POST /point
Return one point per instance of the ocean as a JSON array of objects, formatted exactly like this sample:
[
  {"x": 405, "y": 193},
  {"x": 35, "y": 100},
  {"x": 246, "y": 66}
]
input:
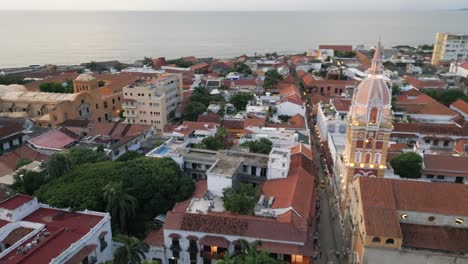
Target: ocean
[{"x": 66, "y": 37}]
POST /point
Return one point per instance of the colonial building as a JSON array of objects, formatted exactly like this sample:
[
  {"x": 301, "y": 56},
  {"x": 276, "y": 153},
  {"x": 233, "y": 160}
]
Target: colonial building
[
  {"x": 151, "y": 102},
  {"x": 401, "y": 221},
  {"x": 32, "y": 232},
  {"x": 87, "y": 102},
  {"x": 369, "y": 127}
]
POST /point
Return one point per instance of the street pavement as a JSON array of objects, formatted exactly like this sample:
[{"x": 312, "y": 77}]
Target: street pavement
[{"x": 330, "y": 233}]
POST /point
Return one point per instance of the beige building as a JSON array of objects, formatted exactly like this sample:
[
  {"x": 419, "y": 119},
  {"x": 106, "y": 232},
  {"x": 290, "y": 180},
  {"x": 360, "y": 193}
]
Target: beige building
[
  {"x": 449, "y": 47},
  {"x": 152, "y": 101},
  {"x": 87, "y": 102}
]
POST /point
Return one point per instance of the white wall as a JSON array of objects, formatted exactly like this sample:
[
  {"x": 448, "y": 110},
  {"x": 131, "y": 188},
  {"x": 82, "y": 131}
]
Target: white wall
[{"x": 290, "y": 109}]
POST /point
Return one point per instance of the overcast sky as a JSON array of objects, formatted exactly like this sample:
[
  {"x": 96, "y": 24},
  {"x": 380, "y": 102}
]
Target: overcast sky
[{"x": 254, "y": 5}]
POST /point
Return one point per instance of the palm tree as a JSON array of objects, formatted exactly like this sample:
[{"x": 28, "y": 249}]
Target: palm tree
[
  {"x": 120, "y": 204},
  {"x": 248, "y": 254},
  {"x": 58, "y": 165},
  {"x": 131, "y": 251}
]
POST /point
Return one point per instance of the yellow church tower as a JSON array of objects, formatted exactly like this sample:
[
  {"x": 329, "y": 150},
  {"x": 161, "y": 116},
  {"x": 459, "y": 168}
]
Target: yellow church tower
[{"x": 369, "y": 126}]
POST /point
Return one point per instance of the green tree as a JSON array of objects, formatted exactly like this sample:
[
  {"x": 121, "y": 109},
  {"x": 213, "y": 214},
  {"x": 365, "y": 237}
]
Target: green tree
[
  {"x": 131, "y": 251},
  {"x": 240, "y": 100},
  {"x": 157, "y": 184},
  {"x": 248, "y": 254},
  {"x": 241, "y": 200},
  {"x": 407, "y": 165},
  {"x": 129, "y": 155},
  {"x": 262, "y": 146},
  {"x": 120, "y": 204},
  {"x": 58, "y": 165},
  {"x": 272, "y": 77},
  {"x": 147, "y": 61},
  {"x": 192, "y": 110},
  {"x": 21, "y": 162},
  {"x": 27, "y": 182}
]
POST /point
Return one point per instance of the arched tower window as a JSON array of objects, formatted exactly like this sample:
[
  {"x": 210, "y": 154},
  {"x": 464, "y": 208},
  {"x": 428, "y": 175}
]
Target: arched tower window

__Requirement__
Pull out each line of the items above that contains the string "tower". Case counts, so match capitals and lowercase letters as given.

__Right answer__
Return one point per instance of the yellow church tower as a JSON array of objects, formatted exactly like this sample:
Target: yellow church tower
Return one point per instance of the arched tower window as a JSON array of objects, formatted exactly like this sample:
Target: arched tower window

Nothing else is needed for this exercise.